> _Page text_:
──────────────────────────────
QUARTERS: A WORLD OF GOOD

Charity can begin away from home, too. As part of our series on inspiring places to stay, Rosanna de Lisle picks out hotels with a social conscience ...
From INTELLIGENT LIFE Magazine, Spring 2010
Hotels are under increasing pressure to green up their act. Where once it seemed enough to cut down on towel-washing, these days discerning guests expect renewable energy, waste recycling, water conservation and local produce. But eco-consciousness is only half the story: to be ethical, hotels need a social conscience too. While many hotels employ local people and support charities, the five featured here actually exist to improve the lives of their neighbours. It’s no coincidence that they are all in the developing world, since that is where the worst poverty—and hence the greatest scope for tourism to relieve it—is found.
What does a hotel with a social conscience offer guests? The chance to meet local people, join in community projects and go home knowing that your holiday didn’t just do you the world of good. The only guilt involved is the flight. But Justin Francis, who co-founded responsibletravel.com and the Responsible Travel Awards and recently denounced carbon offsetting as a “medieval pardon”, gives this advice: “If you’re going to fly, make it count and go somewhere where you’ll do more good than harm.”
Kasbah du Toubkal, Morocco
An inspired joint venture between a Briton, Mike McHugo, and a Berber, Hajj Maurice Ait Bahmed, the Kasbah du Toubkal was an early paradigm of responsible tourism. It opened in 1995 and has supported Imlil, the village over which its fairy-tale form looms, ever since. Thanks to a 5% levy on guest bills the village has a hammam, the valley has an ambulance and girls are going to secondary school for the first time. There are 14 bedrooms, a garden house and, six hours’ hike away, a solar-powered mountain lodge. Rooms from €168, b&b.
──────────────────────────────
> _Information shown_:

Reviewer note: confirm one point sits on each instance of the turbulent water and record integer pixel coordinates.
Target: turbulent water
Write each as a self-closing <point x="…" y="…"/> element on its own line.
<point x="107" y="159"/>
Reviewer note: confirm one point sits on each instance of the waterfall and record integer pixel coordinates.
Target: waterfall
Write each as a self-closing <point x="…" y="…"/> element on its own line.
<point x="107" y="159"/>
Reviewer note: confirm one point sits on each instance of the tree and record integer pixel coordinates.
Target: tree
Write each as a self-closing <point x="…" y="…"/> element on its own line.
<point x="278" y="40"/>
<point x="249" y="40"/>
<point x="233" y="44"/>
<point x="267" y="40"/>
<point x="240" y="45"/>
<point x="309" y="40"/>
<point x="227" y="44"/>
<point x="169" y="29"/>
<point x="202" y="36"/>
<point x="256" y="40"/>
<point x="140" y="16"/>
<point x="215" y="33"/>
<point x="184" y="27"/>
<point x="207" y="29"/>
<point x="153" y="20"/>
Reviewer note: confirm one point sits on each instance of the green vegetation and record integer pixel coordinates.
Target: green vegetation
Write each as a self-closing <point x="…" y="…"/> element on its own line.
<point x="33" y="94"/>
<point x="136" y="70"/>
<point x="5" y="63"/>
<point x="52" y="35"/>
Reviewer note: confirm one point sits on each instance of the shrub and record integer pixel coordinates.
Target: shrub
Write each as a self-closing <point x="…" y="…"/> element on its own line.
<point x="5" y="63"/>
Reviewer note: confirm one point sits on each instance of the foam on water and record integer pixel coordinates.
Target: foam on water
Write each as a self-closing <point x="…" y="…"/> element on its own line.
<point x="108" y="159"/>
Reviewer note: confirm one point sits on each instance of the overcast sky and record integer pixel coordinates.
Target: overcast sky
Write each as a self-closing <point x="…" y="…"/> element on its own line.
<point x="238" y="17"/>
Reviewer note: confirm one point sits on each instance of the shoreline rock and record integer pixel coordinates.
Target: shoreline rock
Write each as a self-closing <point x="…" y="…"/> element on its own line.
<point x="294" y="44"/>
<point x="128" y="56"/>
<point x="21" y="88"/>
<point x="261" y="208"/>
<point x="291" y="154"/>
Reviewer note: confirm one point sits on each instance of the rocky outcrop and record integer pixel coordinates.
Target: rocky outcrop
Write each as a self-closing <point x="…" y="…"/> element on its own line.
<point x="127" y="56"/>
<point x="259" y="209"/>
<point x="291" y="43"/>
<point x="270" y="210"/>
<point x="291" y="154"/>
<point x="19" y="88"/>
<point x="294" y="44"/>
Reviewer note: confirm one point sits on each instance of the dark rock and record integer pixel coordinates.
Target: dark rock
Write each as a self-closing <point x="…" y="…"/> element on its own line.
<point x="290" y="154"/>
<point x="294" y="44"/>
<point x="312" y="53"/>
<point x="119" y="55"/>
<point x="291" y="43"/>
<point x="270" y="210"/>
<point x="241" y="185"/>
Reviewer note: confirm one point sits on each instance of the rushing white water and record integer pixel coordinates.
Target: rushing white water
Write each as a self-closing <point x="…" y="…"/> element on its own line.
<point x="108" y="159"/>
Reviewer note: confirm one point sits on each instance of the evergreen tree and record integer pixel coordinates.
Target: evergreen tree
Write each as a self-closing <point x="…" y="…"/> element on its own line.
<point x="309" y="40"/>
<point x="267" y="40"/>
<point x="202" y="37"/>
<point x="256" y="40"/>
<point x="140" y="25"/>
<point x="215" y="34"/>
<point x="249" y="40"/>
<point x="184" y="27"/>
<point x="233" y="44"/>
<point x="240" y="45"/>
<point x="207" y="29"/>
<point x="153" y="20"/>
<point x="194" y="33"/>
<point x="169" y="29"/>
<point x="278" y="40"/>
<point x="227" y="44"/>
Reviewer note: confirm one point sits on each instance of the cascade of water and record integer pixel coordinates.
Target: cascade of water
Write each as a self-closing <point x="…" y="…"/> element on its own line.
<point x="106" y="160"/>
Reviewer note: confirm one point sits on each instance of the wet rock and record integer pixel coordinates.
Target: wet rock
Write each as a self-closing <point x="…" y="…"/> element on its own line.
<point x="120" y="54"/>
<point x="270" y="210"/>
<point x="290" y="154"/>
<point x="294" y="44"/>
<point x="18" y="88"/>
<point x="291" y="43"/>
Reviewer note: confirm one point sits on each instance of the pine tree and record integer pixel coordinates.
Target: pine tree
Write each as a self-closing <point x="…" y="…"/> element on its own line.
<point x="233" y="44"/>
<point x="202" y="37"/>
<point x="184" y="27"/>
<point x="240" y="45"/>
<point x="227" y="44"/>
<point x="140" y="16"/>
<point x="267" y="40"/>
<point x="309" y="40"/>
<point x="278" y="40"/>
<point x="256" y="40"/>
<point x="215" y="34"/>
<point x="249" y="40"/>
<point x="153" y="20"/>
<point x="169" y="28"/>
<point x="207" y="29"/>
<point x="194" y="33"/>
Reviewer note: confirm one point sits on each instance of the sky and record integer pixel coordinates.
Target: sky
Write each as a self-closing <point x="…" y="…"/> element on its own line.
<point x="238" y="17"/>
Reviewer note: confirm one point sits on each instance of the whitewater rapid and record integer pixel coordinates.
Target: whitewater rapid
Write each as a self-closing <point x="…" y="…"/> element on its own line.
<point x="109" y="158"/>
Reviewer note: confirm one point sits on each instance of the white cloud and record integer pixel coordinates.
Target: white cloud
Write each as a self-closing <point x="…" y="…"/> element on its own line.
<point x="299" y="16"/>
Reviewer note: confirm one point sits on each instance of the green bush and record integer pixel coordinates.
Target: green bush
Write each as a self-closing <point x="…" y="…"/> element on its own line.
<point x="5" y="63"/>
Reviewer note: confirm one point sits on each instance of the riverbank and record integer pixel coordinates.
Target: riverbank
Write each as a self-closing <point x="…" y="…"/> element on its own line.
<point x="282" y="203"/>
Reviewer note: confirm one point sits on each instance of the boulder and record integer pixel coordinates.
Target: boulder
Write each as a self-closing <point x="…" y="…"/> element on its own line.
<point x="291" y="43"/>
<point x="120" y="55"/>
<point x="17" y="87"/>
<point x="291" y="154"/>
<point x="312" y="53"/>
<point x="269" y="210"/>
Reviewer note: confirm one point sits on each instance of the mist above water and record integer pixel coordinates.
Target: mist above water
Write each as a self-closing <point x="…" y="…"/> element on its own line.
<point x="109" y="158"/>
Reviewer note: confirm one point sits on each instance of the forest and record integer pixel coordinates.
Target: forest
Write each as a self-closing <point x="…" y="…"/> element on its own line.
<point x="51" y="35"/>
──────────────────────────────
> _Exercise A_: In the hotels article, in what year did the Kasbah du Toubkal open?
> _Exercise B_: Copy the passage of the hotels article starting at "QUARTERS: A WORLD" and ending at "social conscience ...".

> _Written response A_: 1995

> _Written response B_:
QUARTERS: A WORLD OF GOOD

Charity can begin away from home, too. As part of our series on inspiring places to stay, Rosanna de Lisle picks out hotels with a social conscience ...